* [Условие задания] Где и когда, согласно фрагменту о Пушкине, поэт решал описанную в нём задачу?

* [Фрагмент текста]
Итак, понять законы трагического сюжетообразования, не стать трагической жертвой, не идти дальше путем героя, порождающего трагедию, переместиться, выйти к другому образу жизни и образу действий – такова была задача, которую решал Пушкин в Болдине осенью 1830г., накануне женитьбы. Автобиографически, кровно, личностно причащаясь к тому, что сделано предметом драмы, усматривая в судьбах своих героев искажение своей собственной природы, поэт проходил через очистительное действие трагического жанра: через признание трагической вины. На индивидуализме как качестве собственной души и как явлении культуры было не только поставлено клеймо, по отношению к нему было проделано нечто неизмеримо большее. Четыре культурных космоса тетралогии, казалось бы, изолированы один от другого; строящие их и действующие в них трагические герои, казалось бы, независимы друг от друга. Но цикл как целое обнаруживает, что эти индивидуалисты, родства не помнящие, подвержены непреложным законам наследования и преемственности. У всех у них общий культурный предок- Барон, первый, чье отпадание от рода определило ход новоевропейской истории. И он же признан Пушкиным в качестве собственного культурного предка. А это означало, что история, расколотая индивидуалистическим сознанием, восстанавливалась, как история родовая и трагическая вина была понята и пережита как родовая вина. Это и был переход от «я» к «мы», открывающий возможности совершенно нового способа существования в мире. С ним-то и связан звучащий в болдинских письмах лейтмотивов отказа от счастья. Он вызван чувством, гораздо более глубоким, чем суеверие. Это отказ от трагического фона, это смирение гордого человека, это подлинная готовность его на пороге новой жизни признать иные пути и иные законы.

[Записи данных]

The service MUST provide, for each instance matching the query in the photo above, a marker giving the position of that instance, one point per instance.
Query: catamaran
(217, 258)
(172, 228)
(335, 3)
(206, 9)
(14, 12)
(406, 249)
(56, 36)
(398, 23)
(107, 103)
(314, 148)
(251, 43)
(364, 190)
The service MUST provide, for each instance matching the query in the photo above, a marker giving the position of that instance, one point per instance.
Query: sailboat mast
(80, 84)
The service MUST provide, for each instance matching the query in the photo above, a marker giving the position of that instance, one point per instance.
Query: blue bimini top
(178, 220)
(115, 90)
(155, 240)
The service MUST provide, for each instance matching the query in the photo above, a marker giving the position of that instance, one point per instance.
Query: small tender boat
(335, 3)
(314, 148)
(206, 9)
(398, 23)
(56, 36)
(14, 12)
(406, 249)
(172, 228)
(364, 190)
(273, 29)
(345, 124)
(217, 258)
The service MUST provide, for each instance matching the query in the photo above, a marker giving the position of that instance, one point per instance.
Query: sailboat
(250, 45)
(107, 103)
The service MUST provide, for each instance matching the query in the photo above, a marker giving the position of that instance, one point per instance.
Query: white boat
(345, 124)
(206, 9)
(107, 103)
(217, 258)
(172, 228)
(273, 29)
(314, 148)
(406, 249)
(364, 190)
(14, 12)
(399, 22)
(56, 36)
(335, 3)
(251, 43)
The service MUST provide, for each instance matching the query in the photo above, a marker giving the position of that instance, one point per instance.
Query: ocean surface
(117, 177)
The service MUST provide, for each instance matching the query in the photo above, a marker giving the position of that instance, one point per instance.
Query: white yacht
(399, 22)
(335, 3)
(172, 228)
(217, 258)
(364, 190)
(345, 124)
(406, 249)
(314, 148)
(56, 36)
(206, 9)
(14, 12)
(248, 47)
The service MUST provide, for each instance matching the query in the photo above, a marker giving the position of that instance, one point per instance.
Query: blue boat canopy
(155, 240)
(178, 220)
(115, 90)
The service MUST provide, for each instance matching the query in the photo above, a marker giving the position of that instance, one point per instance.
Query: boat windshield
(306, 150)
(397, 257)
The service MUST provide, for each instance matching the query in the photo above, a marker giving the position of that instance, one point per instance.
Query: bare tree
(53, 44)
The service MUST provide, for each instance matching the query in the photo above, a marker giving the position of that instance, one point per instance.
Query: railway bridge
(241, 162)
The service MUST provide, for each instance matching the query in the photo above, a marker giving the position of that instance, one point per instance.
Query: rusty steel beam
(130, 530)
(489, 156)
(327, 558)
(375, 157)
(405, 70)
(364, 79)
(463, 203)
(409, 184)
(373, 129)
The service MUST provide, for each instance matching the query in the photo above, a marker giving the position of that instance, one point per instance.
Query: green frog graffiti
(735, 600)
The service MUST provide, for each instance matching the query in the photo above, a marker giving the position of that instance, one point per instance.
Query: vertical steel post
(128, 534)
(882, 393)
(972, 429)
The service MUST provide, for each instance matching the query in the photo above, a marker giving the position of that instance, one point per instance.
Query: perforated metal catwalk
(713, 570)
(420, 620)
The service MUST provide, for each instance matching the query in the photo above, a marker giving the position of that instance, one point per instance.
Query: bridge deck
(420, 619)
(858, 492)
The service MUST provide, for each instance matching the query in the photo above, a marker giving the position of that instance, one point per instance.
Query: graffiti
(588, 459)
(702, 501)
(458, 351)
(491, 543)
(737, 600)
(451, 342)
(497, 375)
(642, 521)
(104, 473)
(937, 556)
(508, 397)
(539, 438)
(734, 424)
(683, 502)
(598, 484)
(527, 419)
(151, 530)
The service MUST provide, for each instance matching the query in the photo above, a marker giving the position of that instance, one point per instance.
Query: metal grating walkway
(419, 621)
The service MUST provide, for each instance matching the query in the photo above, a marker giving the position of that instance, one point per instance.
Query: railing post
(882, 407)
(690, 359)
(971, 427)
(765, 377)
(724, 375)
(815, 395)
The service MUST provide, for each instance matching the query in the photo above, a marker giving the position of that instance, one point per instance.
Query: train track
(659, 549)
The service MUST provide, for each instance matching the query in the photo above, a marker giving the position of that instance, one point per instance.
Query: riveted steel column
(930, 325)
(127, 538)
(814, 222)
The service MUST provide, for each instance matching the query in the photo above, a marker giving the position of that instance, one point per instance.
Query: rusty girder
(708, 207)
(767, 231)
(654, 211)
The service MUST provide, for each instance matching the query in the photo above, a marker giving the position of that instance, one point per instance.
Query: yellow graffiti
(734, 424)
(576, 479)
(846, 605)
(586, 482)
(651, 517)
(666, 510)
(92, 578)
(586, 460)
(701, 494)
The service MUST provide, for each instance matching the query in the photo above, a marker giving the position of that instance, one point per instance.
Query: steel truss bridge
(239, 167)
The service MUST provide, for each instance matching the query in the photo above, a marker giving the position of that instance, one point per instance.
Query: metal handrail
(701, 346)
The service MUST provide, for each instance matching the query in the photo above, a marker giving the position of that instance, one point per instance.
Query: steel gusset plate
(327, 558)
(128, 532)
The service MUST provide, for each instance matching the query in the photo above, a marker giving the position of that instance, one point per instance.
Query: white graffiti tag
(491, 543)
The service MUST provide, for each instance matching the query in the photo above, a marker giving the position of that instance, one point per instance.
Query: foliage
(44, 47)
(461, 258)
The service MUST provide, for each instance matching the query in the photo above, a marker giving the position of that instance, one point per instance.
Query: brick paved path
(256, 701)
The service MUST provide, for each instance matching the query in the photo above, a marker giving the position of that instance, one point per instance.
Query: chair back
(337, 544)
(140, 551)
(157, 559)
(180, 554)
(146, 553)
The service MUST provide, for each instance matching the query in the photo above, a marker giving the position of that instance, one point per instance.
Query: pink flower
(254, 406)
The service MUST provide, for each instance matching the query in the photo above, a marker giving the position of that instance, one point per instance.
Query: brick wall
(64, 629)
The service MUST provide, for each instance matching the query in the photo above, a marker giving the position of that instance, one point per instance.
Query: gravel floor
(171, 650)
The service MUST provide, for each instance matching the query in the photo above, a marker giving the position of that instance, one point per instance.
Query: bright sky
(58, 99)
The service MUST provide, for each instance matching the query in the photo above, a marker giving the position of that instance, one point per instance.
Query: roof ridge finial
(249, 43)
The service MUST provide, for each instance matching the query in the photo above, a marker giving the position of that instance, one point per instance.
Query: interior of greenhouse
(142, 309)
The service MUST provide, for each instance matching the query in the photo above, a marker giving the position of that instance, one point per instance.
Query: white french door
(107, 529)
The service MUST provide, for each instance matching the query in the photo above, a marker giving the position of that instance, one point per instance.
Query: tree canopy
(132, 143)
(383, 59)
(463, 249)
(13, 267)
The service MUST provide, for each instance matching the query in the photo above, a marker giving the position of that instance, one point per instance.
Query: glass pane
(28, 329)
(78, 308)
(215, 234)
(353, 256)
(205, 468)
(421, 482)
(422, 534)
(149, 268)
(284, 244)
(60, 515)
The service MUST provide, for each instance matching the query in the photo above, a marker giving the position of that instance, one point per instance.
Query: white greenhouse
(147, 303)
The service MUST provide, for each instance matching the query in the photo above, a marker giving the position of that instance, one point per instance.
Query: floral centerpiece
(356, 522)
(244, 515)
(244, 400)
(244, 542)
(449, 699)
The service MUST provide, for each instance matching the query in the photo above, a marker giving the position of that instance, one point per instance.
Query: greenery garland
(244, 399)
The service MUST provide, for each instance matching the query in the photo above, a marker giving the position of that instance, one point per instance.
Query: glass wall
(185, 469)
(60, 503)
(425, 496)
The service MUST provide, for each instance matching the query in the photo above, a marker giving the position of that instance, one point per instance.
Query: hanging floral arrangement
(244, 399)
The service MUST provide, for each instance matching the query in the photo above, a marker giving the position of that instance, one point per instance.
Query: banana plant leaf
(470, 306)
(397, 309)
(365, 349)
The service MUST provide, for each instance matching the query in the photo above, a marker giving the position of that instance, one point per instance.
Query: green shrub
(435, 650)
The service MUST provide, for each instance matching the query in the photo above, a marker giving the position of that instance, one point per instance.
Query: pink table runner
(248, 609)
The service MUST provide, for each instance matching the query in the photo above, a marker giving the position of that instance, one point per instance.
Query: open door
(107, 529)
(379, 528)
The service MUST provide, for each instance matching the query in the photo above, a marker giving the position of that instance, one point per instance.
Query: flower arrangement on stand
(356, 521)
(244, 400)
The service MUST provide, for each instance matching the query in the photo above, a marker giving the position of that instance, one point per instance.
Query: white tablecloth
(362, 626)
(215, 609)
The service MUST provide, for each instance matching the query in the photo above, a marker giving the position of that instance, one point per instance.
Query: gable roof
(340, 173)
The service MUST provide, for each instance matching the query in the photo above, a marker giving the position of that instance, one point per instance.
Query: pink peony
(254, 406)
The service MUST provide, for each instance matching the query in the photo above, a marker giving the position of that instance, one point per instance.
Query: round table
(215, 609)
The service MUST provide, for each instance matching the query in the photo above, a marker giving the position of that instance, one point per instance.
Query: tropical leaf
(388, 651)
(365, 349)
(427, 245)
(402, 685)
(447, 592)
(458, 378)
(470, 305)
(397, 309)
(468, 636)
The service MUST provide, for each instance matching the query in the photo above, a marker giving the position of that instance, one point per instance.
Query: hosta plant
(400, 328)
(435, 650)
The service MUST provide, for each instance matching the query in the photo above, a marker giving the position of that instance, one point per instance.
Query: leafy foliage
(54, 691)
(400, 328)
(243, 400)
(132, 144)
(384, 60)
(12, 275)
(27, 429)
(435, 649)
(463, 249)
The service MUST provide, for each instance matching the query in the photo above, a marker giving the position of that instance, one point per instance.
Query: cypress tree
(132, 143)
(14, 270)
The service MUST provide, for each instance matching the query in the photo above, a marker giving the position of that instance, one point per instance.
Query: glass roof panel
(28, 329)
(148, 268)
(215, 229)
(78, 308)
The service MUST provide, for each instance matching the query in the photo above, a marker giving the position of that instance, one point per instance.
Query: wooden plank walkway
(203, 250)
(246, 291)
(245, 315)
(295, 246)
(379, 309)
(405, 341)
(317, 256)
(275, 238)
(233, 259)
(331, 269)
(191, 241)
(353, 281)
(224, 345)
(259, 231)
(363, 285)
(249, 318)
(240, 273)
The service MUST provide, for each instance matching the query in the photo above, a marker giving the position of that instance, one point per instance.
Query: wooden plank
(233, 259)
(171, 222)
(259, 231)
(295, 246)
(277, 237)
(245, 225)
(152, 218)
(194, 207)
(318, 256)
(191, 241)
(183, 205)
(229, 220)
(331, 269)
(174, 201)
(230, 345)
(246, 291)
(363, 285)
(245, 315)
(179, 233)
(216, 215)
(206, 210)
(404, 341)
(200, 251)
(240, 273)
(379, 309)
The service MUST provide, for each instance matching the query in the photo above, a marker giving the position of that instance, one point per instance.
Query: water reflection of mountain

* [Ответ к заданию] В Болдине осенью 1830 г., накануне женитьбы.